- _EXERCISE BRIEF_: Reproduce the data from the line containing "Locate the man's ear;" through the end of the data, with "coat collar" changed to "jacket collar" and nothing else altered.

------ SOURCE RECORDS ------

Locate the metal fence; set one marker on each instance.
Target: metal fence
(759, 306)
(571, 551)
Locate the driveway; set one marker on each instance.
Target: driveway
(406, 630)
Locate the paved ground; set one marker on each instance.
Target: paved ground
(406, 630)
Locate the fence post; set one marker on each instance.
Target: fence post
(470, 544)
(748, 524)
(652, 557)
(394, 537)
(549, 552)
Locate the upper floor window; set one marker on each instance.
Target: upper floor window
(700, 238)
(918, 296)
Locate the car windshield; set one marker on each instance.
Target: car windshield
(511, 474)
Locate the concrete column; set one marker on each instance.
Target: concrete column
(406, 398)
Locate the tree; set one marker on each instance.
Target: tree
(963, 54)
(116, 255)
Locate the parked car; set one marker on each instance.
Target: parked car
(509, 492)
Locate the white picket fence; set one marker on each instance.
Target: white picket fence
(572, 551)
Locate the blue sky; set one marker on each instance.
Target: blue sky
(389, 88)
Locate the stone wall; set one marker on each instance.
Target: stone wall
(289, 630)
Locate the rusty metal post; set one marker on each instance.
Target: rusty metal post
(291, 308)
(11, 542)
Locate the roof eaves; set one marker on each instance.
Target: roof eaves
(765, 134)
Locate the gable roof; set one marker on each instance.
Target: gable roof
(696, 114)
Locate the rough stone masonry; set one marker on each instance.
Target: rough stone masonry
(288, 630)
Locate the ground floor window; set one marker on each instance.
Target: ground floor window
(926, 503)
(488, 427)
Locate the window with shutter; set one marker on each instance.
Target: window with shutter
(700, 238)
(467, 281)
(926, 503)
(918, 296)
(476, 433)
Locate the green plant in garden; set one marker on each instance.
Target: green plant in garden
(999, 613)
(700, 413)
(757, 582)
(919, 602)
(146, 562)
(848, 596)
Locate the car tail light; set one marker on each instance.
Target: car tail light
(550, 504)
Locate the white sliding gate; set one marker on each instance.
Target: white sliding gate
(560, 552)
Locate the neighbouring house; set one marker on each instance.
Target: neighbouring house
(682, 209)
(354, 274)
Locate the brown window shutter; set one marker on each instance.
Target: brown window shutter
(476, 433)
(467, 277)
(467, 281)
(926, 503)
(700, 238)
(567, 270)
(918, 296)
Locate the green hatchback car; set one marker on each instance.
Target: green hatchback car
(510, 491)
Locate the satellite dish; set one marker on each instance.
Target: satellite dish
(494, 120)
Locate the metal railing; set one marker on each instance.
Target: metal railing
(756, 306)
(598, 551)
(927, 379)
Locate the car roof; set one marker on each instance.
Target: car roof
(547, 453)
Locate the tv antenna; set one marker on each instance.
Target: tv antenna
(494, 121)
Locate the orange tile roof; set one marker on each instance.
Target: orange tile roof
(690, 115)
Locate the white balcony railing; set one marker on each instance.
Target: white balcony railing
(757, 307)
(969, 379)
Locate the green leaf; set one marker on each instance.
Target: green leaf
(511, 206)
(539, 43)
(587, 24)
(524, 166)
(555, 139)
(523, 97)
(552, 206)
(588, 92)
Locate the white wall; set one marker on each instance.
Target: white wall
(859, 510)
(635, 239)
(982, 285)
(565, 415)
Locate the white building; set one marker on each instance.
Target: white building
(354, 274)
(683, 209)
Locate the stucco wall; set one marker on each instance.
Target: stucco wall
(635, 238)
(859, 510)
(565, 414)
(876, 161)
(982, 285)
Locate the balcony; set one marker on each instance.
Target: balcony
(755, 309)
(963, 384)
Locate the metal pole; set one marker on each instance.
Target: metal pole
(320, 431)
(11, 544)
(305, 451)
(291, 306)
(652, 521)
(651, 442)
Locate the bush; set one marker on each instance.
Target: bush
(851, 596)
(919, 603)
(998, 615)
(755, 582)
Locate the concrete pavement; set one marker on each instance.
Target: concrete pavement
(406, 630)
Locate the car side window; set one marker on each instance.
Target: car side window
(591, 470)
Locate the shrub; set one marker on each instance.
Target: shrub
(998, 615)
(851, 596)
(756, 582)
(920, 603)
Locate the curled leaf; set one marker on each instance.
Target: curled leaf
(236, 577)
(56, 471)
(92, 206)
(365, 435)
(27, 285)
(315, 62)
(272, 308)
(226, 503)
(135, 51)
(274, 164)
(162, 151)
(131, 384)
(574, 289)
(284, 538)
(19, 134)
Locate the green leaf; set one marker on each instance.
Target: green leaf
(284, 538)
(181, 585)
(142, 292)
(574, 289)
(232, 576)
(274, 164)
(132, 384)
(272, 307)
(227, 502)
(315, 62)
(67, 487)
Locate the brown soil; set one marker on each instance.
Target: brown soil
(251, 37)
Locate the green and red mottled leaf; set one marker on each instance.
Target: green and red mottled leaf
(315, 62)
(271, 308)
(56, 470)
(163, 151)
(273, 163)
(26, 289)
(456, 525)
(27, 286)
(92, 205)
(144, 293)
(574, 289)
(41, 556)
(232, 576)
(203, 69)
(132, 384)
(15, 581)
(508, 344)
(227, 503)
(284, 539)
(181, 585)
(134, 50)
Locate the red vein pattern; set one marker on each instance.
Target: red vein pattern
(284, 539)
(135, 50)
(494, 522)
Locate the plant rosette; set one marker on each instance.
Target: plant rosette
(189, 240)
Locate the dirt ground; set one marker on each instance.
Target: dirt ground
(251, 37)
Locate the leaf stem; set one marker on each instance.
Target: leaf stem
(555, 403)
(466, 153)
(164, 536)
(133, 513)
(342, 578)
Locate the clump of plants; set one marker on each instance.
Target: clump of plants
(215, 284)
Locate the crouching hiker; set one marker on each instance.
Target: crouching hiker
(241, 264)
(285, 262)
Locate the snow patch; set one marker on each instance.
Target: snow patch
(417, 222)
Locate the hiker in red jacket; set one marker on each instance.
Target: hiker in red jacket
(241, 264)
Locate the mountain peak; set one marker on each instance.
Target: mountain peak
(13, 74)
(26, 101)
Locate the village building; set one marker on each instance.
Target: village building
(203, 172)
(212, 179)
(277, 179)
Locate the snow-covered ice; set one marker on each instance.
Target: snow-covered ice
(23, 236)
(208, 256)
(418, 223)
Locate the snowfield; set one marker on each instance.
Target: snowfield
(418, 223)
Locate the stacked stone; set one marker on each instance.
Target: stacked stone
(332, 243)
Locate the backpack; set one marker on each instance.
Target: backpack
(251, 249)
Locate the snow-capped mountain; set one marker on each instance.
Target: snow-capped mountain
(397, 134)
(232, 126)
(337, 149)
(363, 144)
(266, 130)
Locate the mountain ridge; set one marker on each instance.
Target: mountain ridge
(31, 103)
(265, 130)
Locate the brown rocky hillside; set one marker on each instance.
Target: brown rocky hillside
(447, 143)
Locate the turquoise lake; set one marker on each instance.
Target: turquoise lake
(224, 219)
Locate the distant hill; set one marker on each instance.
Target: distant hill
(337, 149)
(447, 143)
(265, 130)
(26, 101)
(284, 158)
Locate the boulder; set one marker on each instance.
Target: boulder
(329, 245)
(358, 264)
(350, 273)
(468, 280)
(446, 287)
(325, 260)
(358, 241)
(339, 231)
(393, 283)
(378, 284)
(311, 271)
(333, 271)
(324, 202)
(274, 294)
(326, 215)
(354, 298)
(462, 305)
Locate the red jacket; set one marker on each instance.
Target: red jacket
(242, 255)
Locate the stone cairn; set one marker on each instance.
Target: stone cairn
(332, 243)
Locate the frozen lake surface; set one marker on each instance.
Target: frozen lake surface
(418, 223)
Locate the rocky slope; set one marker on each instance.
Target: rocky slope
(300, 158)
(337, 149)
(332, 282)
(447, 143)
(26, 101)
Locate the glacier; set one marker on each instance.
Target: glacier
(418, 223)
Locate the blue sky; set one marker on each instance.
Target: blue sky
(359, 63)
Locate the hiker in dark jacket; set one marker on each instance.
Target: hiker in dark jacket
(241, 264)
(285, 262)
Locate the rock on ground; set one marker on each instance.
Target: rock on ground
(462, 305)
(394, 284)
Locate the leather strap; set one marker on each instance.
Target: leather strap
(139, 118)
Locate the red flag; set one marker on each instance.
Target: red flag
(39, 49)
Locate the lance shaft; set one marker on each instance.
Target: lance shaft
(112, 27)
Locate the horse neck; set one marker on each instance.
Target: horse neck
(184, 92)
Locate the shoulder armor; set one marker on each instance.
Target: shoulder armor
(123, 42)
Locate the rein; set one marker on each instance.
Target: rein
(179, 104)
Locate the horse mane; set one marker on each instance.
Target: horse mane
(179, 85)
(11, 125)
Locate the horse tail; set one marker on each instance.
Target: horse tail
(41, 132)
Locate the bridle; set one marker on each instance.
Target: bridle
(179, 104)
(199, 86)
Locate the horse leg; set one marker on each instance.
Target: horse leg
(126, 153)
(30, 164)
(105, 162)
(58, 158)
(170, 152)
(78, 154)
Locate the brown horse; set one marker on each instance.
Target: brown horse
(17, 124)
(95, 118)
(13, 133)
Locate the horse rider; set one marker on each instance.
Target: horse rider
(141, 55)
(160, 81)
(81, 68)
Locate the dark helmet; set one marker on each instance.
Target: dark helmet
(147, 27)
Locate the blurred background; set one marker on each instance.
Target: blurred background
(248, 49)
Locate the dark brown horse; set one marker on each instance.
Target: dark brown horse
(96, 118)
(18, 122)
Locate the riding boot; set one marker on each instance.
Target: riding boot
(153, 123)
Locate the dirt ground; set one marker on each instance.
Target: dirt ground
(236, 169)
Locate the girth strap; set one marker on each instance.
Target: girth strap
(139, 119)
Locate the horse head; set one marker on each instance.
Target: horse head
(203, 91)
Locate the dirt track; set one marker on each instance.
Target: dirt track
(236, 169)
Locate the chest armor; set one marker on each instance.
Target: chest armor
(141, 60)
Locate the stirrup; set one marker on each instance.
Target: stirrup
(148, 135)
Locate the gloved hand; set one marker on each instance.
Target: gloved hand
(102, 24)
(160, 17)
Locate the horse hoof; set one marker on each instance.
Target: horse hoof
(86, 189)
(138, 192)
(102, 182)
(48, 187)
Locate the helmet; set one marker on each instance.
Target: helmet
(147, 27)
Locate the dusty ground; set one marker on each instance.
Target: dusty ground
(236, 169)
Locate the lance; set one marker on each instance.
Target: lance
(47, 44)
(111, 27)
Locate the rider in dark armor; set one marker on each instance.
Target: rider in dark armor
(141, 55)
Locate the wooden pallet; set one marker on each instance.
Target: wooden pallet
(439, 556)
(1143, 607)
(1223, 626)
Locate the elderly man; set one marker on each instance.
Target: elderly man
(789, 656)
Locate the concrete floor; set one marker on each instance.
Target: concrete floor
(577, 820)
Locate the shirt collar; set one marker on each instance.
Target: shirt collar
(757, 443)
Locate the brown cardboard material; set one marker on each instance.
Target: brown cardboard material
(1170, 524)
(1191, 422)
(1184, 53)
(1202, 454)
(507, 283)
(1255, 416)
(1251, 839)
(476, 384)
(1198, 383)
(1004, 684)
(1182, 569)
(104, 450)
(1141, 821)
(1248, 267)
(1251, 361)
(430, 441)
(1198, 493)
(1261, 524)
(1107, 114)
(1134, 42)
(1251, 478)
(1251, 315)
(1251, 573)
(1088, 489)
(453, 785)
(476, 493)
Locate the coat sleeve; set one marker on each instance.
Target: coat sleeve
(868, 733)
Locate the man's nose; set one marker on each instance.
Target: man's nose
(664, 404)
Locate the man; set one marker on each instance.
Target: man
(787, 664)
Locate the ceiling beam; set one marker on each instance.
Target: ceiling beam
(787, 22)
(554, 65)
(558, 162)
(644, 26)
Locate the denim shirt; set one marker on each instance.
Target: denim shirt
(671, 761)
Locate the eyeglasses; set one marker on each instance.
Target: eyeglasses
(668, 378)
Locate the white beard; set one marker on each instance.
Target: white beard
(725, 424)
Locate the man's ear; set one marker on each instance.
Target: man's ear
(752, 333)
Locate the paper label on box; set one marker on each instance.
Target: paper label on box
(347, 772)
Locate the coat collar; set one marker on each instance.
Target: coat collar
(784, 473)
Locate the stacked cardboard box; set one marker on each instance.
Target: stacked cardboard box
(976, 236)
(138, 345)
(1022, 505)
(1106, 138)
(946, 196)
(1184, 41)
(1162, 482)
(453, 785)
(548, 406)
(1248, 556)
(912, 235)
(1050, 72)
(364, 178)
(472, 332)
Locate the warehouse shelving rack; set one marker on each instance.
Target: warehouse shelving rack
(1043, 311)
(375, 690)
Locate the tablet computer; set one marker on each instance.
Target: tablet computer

------

- _TASK SOLUTION_:
Locate the man's ear; set one marker on each instance.
Target: man's ear
(752, 333)
Locate the paper label on box; set one marker on each instance.
Target: paper label on box
(347, 772)
Locate the jacket collar; set one marker on each instance.
Target: jacket collar
(784, 473)
Locate the stacked cardboard box; set one marker on each instance.
Target: stacked cardboard box
(976, 236)
(138, 345)
(1022, 505)
(1106, 138)
(946, 196)
(1184, 41)
(1162, 482)
(453, 785)
(548, 406)
(1248, 556)
(912, 235)
(1050, 72)
(364, 178)
(472, 332)
Locate the warehouse shelving rack; set one marker on each instance.
Target: warehouse shelving rack
(1043, 311)
(375, 690)
Locate the tablet computer; set one marker on each instance.
Target: tablet computer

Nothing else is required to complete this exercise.